Texte fourni:
------------------------------

En Espagne, dès l’avènement de la démocratie post-franquiste, une loi a imposé la présence de l’avocat dans le commissariat de police dès le début de la garde à vue. Le gardé à vue est assisté par l’avocat de son choix, sauf dans les affaires de terrorisme liées au problème basque : pour éviter que l’intéressé ne fasse appel à des avocats militants qui pourraient, en raison de leur contact avec l’extérieur, entraver la recherche de la vérité, le gardé à vue se voit commettre un avocat d’office. Mais c’est un avocat et il l’assiste dès le début de la garde à vue.

Cet avocat a communication du dossier.

En France, il a fallu attendre 1993 pour que l’avocat intervienne en garde à vue mais à la vingtième heure seulement. Depuis la loi du 9 mars 2004, il intervient dès le début pendant trente minutes sans avoir accès au dossier.

Dans le même temps, un projet de loi est à l’examen du parlement en France dans le cadre de la répression du terrorisme qui prévoit qu’un citoyen ne puisse recevoir la visite d’un avocat qu’à la soixante-douzième heure dans le cadre d’une garde à vue qui pourrait durer au moins six jours comme au temps de la cour de sûreté de l’Etat.

C’est assez dire que les Français, universels donneurs de leçons, ont des exemples à prendre sur des pays méprisés hier comme dictatures. L’Espagne est plus démocratique parce que plus soucieuse de la liberté individuelle et de la présomption d’innocence que la France. Le commissaire européen aux droits de l’homme, de nationalité espagnole, disait récemment dans un colloque que si cette loi passait, elle serait, dès le premier recours formé par un justiciable, l’objet d’une condamnation de la France par la cour de justice de Strasbourg.

Voilà ce qu’il faut avoir présent à l’esprit quand on parle de la présomption d’innocence.

B – LA LIBERTÉ D’EXPRESSION

La liberté d’expression est le fruit d’un long combat contre la double oppression exercée pendant des siècles à la fois par le dogmatisme religieux et par le despotisme, l’un d’ailleurs confortant l’autre beaucoup plus souvent que ne s’y opposant.

Il y a moins de quatre cents ans, sous le règne d’Henri IV, Vanini, libre penseur, fut brûlé vif à Toulouse pour avoir osé affirmer en substance, comme le fera le Dom Juan de Molière quelques dizaines d’années plus tard, qu’il ne croyait qu’en deux et deux qui font quatre.

Au 18ème siècle, il valait mieux se faire imprimer à Amsterdam ou à Genève ou à Londres qu’à Paris si l’on voulait exprimer une opinion qui n’était pas conformiste.

Le fait même de penser ou de croire, actes qui relèvent de l’intimité de la personne, pouvait être criminel. Que l’on songe à la révocation de l’Édit de Nantes. L’affaire Callas fut une effroyable injustice commise au nom du présupposé qu’un protestant ne pouvait être que criminel.

------------------------------

Entrées de données enregistrées:
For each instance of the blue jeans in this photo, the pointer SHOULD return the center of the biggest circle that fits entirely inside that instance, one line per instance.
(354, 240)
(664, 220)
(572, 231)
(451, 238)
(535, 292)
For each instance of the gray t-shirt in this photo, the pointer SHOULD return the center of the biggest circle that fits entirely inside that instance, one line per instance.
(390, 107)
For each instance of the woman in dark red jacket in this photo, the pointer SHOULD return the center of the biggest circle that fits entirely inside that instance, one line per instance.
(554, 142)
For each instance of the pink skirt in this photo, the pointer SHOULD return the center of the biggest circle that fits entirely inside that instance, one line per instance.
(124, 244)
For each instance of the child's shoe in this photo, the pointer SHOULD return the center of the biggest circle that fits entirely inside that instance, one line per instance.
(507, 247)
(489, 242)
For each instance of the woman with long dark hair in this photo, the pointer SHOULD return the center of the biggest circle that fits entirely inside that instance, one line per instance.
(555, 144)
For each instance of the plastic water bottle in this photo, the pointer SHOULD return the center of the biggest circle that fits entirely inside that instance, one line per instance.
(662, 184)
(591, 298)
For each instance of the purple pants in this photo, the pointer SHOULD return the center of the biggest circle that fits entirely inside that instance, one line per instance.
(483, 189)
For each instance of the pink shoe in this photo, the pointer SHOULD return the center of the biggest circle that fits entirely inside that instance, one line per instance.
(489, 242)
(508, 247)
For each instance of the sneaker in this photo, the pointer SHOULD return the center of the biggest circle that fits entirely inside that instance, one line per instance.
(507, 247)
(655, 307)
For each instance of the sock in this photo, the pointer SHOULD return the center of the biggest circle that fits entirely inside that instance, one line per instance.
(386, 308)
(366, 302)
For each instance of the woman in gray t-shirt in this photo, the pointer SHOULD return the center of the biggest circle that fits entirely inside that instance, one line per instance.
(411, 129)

------------------------------

Consignes:
a. Recopiez, s'il vous plaît, le texte fourni de « Le fait même » à « être que criminel. » en remplaçant « effroyable » par « terrible ».
b. D'après le texte fourni, depuis quelle loi l'avocat intervient-il en France dès le début de la garde à vue ?
Ces lignes n'ont aucun rapport avec le texte fourni.

Réponses aux exercices:
a.
Le fait même de penser ou de croire, actes qui relèvent de l’intimité de la personne, pouvait être criminel. Que l’on songe à la révocation de l’Édit de Nantes. L’affaire Callas fut une terrible injustice commise au nom du présupposé qu’un protestant ne pouvait être que criminel.

b. Depuis la loi du 9 mars 2004.